O que se pede —
Reproduza fielmente todos os registros a seguir, linha por linha, sem alterar nada.
──────── Informações fornecidas ────────
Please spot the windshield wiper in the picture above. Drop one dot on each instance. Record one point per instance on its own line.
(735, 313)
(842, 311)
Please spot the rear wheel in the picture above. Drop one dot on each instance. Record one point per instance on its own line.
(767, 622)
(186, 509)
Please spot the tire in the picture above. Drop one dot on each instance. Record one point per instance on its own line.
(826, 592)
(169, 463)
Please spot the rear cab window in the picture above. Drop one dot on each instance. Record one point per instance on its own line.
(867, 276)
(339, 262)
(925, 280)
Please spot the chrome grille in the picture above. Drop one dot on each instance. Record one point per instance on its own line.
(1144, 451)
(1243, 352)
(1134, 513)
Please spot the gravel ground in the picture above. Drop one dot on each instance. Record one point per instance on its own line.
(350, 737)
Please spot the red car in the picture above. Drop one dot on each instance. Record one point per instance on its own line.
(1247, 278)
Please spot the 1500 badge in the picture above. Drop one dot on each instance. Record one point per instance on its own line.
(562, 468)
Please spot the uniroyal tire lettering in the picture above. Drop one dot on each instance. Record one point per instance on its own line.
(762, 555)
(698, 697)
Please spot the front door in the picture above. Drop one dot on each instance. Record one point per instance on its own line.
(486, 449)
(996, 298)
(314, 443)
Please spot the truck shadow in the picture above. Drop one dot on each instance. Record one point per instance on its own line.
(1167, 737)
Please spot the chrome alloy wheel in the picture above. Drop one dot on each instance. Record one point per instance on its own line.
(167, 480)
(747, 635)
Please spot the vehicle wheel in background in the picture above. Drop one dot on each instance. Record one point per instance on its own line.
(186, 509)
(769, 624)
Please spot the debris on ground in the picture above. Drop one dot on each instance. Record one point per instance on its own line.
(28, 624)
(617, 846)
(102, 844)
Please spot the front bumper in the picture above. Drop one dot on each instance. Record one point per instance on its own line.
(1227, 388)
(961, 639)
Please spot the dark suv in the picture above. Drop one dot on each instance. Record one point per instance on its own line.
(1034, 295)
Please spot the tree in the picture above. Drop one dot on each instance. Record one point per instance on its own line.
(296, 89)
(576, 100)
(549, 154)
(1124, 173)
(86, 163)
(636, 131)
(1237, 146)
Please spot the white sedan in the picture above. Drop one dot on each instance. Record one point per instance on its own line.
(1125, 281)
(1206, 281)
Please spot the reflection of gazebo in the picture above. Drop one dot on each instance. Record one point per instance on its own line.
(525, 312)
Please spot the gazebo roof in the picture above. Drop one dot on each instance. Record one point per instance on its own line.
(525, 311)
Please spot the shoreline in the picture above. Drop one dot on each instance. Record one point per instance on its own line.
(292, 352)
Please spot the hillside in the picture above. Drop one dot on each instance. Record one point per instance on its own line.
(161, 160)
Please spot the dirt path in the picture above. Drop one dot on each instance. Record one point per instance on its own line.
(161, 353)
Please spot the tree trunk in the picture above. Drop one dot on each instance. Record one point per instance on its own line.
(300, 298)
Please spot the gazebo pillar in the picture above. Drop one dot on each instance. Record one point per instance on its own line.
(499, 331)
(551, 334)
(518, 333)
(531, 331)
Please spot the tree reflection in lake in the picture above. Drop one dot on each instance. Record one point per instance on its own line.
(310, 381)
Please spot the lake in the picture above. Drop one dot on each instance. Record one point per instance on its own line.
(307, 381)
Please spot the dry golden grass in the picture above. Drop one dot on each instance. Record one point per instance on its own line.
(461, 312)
────────
Resultado do exercício —
Please spot the windshield wiper in the picture above. Drop one dot on each instance. Record one point per instance on its own line.
(735, 313)
(842, 311)
Please spot the rear wheel in the picture above. Drop one dot on each instance. Record one point per instance on its own line.
(767, 622)
(186, 509)
Please spot the tire in the picture above. Drop one dot on each instance. Record one point per instance on its own line.
(826, 592)
(169, 463)
Please spot the rear cab window in the picture above. Drop one dot on each instance. Record one point per instance on its own line.
(867, 276)
(339, 262)
(925, 280)
Please spot the chrome grille in the picture above. Drop one dot on each instance. Record one point per instance on its own line.
(1144, 451)
(1243, 352)
(1134, 513)
Please spot the gravel ground in the picture above. Drop one dot on each instance. Record one point per instance on its own line.
(350, 737)
Please spot the red car in the picture above. Drop one dot on each instance. Record one point per instance on its own line.
(1247, 278)
Please spot the 1500 badge in the picture above. Drop one dot on each instance. Record one point per instance on its own line.
(562, 468)
Please spot the uniroyal tire lettering in the picture above. Drop one dot on each instance. Record one point per instance on its own line.
(762, 555)
(698, 697)
Please spot the front door in the picture above. Drop one dot on each instance. Record one point per instance on its own line.
(486, 449)
(996, 298)
(314, 443)
Please spot the truck shadow in the picture above. Drop one dot on each instance. Record one point per instance on its own line.
(1167, 737)
Please spot the chrome alloy wheel in the picture above. Drop one dot on each instance. Record one point per instance on its own line.
(167, 480)
(747, 635)
Please spot the vehicle wheel in background in the picture above. Drop one dot on each instance. Record one point per instance on its own line.
(186, 509)
(769, 624)
Please spot the debris on ground in the picture above. Drop one dot on each instance. Record one point per instance on its own line.
(28, 624)
(617, 846)
(102, 844)
Please spot the front bumper in the picture above. Drop one dot on each instance. Record one point per instance on its own line.
(1227, 388)
(961, 639)
Please spot the dark suv in the picture above. Drop one dot on each instance. Record one point per instance on its own line.
(1034, 295)
Please spot the tree in the picture above. Drop one dot on each instance. Record one point per instance on its own line.
(296, 89)
(576, 100)
(549, 154)
(1124, 173)
(86, 163)
(636, 131)
(1237, 146)
Please spot the white sedan in the picture above. Drop one dot on each instance. Record one point per instance on its own line.
(1125, 281)
(1206, 281)
Please spot the reflection of gazebo in the picture above. Drop one dot on each instance. Record one point per instance on its own line.
(525, 312)
Please spot the gazebo roof in the picture above. Drop one dot on each instance. Record one point per instance on its own line.
(525, 311)
Please spot the shoreline in the picture above. Drop one dot on each instance. Record one point per instance on its own line.
(292, 352)
Please spot the hillside in the picture above. Drop one dot on each instance. Record one point per instance on its own line.
(161, 160)
Please spot the dirt path in the picture above. Drop one dot on each instance. Record one point per instance on its own line.
(161, 353)
Please spot the tree trunk in the picture above. Drop one dot on each instance. Record one point per instance on its own line.
(300, 298)
Please spot the gazebo pillar in the picture above. Drop one dot on each instance. Record one point per instance on its own line.
(499, 331)
(551, 334)
(518, 333)
(531, 331)
Please spot the tree reflection in lake in the picture above. Drop one dot on each instance. Record one point per instance on its own line.
(310, 381)
Please spot the lake in the picture above. Drop one dot on each instance. Record one point per instance on its own line.
(307, 381)
Please spot the dry golden grass in the picture above. Drop one dot on each instance. Record one point per instance on its own line.
(461, 312)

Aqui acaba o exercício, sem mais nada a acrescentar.